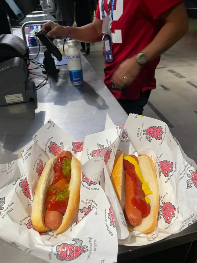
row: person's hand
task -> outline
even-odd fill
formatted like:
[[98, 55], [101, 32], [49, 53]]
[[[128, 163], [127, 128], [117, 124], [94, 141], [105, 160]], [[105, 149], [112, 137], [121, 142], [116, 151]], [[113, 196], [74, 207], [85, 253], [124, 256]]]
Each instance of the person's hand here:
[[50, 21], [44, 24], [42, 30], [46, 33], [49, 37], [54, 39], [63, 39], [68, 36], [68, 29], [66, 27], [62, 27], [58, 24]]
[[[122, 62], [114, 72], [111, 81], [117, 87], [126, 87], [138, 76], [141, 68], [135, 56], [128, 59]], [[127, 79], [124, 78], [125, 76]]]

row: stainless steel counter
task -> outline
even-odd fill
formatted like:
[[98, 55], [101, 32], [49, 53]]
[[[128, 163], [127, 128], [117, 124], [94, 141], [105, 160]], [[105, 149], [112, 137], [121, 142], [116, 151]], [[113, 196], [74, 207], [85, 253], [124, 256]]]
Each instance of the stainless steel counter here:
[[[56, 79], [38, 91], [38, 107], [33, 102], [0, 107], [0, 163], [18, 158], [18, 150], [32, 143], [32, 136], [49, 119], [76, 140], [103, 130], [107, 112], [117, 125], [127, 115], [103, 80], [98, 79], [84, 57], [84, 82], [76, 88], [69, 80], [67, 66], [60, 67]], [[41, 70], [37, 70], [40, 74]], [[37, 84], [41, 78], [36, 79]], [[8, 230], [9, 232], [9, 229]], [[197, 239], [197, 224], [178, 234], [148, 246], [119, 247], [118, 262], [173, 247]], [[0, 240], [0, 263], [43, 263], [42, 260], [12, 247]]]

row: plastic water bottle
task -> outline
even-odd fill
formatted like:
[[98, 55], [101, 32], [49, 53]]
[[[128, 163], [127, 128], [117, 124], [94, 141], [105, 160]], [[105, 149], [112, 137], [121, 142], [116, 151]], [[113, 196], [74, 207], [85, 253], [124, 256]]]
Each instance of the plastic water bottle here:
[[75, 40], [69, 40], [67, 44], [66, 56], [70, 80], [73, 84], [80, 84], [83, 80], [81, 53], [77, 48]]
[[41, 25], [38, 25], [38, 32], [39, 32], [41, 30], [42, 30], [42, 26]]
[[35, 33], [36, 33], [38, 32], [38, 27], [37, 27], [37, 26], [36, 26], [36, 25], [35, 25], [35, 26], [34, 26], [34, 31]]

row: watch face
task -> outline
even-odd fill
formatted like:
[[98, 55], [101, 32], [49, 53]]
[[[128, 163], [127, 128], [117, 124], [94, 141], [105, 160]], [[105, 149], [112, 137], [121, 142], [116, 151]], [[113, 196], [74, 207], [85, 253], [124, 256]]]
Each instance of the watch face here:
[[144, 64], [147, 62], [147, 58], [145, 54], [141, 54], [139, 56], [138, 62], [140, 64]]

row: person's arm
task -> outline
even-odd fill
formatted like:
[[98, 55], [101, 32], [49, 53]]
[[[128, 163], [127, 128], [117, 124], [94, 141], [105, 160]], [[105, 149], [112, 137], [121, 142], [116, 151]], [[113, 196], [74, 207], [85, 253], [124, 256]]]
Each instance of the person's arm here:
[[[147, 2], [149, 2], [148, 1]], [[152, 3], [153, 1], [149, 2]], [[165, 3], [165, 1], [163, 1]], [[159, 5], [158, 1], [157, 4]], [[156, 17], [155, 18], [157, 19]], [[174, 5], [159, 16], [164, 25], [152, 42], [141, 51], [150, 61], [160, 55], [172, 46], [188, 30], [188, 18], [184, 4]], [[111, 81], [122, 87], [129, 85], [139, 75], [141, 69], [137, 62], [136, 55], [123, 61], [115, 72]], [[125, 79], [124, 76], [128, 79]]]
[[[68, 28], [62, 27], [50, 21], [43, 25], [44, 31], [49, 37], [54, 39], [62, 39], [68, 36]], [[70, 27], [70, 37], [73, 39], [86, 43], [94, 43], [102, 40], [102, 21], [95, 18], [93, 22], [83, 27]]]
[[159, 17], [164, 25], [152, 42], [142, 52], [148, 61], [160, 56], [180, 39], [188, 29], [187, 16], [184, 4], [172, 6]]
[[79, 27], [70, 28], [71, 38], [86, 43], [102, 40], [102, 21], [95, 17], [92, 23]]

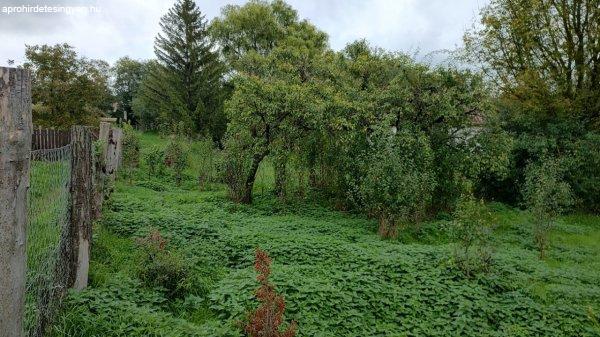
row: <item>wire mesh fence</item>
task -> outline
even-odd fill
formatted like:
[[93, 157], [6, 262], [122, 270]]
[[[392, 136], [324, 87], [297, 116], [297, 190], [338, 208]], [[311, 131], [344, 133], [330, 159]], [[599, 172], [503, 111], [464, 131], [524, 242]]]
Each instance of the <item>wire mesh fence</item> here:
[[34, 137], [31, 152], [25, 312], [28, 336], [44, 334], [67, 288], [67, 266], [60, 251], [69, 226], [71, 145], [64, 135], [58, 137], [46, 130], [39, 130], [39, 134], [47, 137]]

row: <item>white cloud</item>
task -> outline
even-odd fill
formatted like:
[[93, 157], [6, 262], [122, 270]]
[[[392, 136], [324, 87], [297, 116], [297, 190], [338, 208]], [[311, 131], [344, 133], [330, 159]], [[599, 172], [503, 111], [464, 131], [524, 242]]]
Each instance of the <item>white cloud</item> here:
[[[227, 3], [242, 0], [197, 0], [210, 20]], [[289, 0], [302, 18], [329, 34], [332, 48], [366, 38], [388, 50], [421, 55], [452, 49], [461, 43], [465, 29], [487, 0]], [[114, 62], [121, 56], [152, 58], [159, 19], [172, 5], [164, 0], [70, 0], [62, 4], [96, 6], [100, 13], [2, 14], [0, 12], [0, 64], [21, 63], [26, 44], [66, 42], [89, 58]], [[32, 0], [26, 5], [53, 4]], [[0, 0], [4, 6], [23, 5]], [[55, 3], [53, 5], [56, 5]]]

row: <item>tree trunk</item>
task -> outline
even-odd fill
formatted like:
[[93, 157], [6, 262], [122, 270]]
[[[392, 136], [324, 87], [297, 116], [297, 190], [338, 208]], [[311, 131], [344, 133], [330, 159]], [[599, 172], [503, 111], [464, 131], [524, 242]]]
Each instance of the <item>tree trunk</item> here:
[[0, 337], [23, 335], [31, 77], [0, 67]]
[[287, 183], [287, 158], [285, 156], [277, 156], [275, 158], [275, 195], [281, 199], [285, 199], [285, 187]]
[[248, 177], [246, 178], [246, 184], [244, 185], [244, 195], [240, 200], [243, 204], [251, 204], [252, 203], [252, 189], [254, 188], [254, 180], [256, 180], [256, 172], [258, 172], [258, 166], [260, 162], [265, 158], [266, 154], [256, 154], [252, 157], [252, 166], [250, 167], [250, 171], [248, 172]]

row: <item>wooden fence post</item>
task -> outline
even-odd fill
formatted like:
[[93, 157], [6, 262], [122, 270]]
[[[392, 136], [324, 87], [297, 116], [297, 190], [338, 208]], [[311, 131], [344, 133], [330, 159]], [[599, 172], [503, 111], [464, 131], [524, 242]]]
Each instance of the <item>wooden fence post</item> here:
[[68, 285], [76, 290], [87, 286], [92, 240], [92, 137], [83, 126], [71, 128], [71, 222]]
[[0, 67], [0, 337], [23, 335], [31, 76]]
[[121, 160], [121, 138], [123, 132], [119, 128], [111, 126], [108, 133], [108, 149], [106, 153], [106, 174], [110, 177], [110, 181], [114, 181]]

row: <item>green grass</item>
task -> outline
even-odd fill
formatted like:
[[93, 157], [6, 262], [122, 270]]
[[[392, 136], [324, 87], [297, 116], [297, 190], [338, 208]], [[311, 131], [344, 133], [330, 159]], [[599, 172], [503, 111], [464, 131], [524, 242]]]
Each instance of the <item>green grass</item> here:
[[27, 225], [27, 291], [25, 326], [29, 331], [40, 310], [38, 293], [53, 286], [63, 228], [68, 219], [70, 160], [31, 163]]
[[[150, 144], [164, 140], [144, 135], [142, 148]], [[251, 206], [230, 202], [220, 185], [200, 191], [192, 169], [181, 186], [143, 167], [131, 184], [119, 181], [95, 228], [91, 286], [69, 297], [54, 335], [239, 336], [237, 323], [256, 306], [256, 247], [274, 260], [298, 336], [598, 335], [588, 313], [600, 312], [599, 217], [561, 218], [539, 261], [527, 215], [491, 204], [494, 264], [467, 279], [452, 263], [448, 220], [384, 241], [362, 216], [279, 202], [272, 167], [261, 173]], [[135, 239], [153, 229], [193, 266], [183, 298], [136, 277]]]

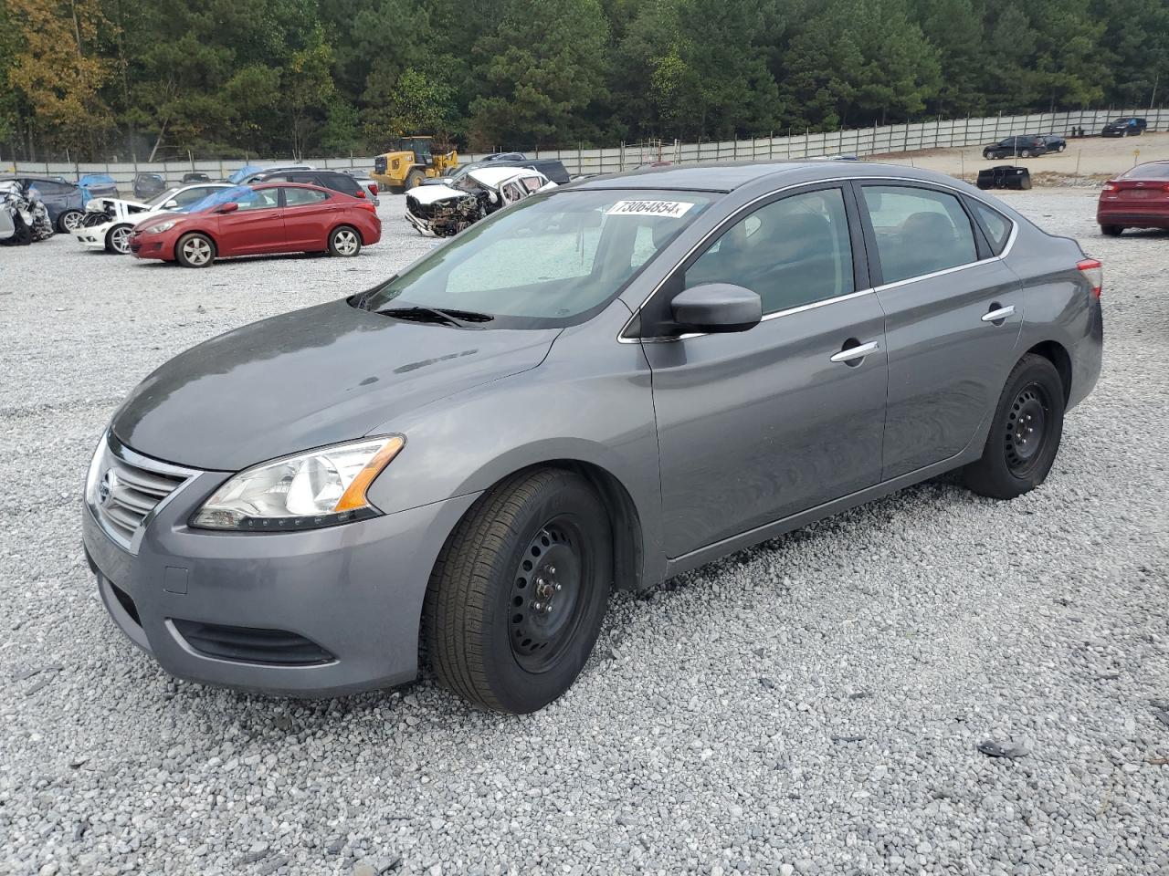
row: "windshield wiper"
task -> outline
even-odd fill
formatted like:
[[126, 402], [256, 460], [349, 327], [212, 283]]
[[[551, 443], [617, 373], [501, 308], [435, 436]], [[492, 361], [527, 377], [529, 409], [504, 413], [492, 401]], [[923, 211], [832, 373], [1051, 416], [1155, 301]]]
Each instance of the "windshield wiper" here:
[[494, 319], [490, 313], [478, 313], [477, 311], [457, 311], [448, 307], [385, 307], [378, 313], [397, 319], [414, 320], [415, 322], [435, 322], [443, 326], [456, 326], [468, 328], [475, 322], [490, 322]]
* * * *
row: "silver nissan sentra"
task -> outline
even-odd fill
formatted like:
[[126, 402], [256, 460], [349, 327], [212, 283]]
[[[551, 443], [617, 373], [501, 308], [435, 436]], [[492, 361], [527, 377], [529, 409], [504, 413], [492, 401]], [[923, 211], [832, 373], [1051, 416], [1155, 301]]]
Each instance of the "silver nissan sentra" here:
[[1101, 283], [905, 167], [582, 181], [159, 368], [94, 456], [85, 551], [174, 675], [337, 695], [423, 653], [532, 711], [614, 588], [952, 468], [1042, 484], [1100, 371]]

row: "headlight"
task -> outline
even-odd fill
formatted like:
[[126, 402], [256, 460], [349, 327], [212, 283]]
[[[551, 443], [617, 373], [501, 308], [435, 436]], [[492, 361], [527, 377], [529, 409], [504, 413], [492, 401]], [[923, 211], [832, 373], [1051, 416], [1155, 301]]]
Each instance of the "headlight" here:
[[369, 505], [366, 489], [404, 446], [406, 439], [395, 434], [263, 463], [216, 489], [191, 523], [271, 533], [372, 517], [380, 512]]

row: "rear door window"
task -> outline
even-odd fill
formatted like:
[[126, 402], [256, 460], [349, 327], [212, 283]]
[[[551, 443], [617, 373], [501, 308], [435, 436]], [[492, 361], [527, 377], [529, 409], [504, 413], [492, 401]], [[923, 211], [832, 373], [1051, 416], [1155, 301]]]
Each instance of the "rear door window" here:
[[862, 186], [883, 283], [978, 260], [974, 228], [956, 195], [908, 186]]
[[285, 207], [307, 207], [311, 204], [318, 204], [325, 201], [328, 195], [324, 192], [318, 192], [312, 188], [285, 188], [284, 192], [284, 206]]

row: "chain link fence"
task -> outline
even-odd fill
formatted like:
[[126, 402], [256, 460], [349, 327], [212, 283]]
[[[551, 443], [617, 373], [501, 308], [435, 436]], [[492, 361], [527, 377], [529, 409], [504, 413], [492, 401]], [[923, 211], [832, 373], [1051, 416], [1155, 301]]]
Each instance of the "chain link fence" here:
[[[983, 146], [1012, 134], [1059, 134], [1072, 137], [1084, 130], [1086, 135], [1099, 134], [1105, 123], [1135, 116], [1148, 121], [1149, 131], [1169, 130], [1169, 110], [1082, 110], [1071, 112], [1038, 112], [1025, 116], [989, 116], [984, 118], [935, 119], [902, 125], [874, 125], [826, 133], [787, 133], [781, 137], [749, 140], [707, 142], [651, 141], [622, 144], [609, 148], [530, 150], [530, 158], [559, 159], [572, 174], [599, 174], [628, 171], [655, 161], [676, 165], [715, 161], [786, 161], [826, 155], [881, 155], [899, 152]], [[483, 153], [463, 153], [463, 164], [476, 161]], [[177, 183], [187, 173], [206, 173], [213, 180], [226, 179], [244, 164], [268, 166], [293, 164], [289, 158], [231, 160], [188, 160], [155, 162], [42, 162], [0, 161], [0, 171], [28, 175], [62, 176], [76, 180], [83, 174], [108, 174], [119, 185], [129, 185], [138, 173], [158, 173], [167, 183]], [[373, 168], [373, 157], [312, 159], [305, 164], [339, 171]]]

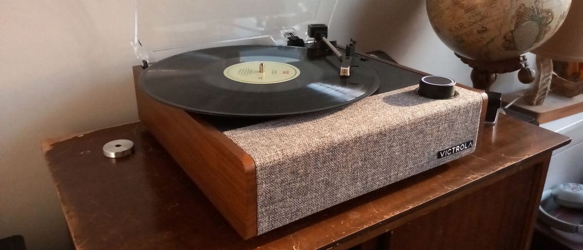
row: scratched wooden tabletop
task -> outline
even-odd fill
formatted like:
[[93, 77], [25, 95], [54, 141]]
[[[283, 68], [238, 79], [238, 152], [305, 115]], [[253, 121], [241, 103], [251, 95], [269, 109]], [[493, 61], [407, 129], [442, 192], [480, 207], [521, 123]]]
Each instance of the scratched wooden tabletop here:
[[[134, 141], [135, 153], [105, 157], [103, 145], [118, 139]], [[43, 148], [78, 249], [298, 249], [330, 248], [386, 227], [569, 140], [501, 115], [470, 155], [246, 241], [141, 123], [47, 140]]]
* * * *
Stated task
Could you render the lines starting with the one containing "row: stainless steel counter" and going on through the one containing "Each instance of the stainless" as a Markdown table with the columns Row and Line, numbering each line and leaving out any blank ones?

The result
| Row | Line |
|---|---|
| 1 | row: stainless steel counter |
| 2 | task -> outline |
| 3 | even-odd fill |
| 4 | formatted like: |
| 5 | [[98, 55], [101, 32], [49, 53]] |
| 6 | [[[128, 163], [127, 128], [117, 124], [94, 141], [105, 160]], [[105, 149], [112, 137], [121, 142], [116, 151]], [[113, 196], [74, 207], [85, 253], [124, 256]]] |
| 7 | Each instance of the stainless steel counter here: |